Given problem
Pull out every line in the items below that contains the word "armrest".
* * * * * * * * *
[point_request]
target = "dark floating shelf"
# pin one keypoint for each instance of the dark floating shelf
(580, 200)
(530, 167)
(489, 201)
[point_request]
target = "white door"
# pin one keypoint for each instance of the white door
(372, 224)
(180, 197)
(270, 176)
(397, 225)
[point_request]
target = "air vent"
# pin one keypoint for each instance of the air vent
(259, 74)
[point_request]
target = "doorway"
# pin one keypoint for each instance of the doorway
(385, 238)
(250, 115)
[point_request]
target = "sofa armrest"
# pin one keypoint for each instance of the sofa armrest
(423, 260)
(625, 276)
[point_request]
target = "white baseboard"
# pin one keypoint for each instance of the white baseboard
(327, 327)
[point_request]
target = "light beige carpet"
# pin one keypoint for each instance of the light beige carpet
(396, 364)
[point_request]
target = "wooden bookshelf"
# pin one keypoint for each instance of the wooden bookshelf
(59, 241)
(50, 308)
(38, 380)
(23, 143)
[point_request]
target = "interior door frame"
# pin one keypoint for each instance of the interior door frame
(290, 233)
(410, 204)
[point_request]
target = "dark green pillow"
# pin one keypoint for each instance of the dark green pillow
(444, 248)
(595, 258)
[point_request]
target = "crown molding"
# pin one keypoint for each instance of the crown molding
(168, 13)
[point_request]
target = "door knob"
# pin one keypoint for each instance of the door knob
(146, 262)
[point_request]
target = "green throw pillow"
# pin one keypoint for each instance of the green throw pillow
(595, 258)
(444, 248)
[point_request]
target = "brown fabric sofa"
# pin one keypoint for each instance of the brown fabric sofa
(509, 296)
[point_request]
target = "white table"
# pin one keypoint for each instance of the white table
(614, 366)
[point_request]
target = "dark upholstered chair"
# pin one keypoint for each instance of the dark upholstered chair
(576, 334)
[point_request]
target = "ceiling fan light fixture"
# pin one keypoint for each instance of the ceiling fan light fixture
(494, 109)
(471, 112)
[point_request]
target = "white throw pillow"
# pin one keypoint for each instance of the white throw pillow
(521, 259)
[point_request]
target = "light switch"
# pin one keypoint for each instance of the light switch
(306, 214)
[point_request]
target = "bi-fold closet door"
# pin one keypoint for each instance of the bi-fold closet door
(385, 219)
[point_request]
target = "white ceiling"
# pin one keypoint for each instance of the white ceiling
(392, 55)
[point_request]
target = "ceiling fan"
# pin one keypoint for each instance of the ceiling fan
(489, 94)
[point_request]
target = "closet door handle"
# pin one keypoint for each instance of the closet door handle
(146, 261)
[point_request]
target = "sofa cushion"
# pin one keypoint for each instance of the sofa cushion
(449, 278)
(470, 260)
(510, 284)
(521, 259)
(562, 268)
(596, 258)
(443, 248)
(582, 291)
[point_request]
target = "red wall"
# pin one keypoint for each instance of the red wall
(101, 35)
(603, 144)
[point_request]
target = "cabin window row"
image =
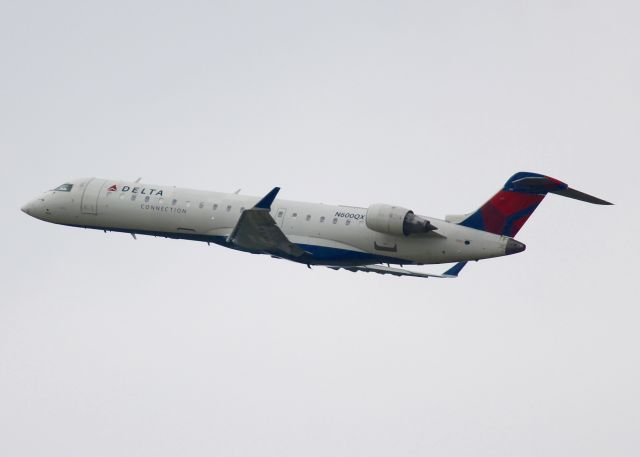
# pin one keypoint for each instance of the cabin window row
(228, 208)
* * * * * * * * *
Answer for this exercise
target = "sofa armrest"
# pin one keypoint for each instance of the sofa armrest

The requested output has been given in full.